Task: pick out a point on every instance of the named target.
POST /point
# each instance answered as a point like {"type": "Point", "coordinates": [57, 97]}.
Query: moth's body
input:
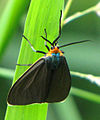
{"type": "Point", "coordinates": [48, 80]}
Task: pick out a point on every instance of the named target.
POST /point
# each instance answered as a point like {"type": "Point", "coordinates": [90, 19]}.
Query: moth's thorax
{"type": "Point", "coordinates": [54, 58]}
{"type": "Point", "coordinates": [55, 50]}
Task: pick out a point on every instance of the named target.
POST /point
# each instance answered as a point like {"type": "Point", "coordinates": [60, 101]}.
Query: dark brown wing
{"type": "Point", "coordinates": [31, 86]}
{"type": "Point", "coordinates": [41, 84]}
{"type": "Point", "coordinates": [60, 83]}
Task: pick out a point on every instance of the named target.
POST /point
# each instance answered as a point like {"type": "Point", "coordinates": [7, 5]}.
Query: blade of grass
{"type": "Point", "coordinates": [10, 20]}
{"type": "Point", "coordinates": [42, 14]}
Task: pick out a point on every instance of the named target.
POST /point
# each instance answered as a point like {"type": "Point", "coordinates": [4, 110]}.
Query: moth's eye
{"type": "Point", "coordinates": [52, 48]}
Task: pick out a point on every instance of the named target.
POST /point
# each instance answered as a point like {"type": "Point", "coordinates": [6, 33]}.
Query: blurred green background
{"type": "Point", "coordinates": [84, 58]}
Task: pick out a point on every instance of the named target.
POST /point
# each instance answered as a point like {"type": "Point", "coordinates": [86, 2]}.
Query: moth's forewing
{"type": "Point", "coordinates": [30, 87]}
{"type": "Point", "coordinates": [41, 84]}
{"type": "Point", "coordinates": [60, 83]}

...

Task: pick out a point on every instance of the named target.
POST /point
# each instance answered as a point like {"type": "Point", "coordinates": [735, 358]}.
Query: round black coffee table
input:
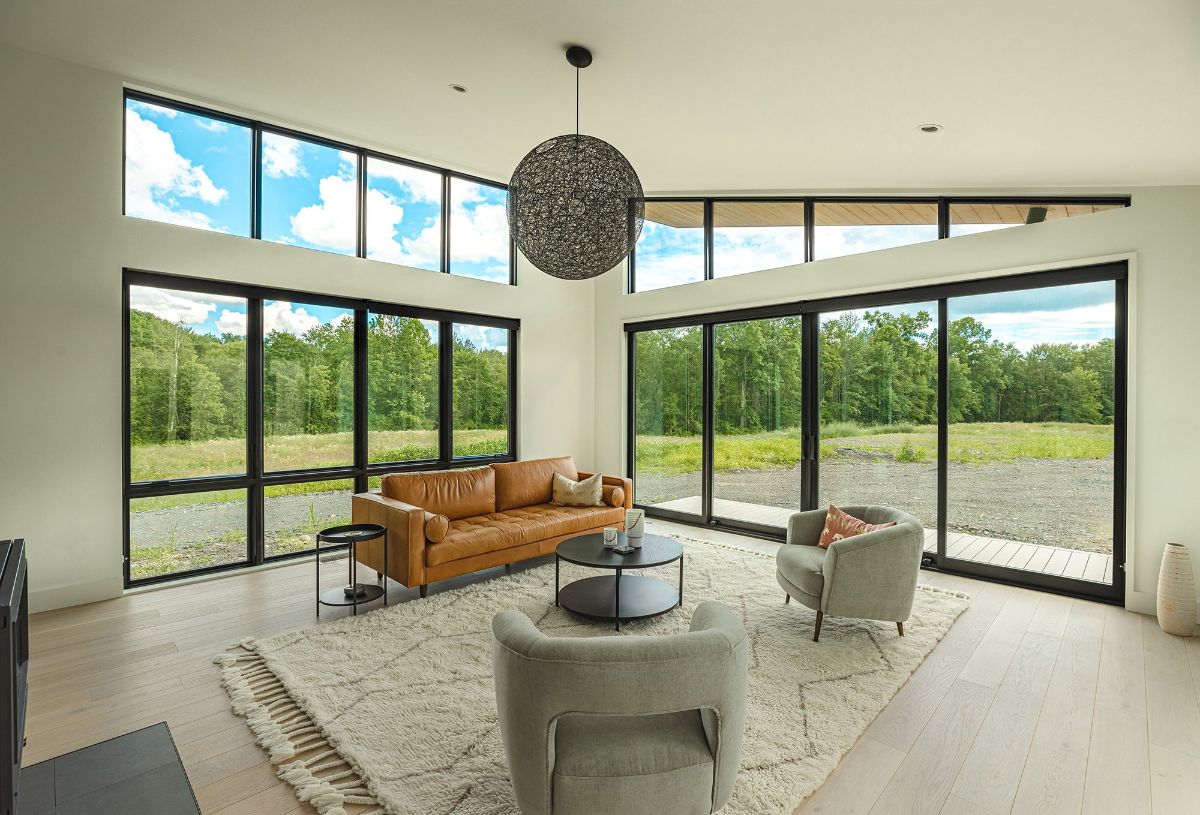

Exercise. Count the lines in the items above that contain the string "Query", and reply with the number alone.

Exercise response. 8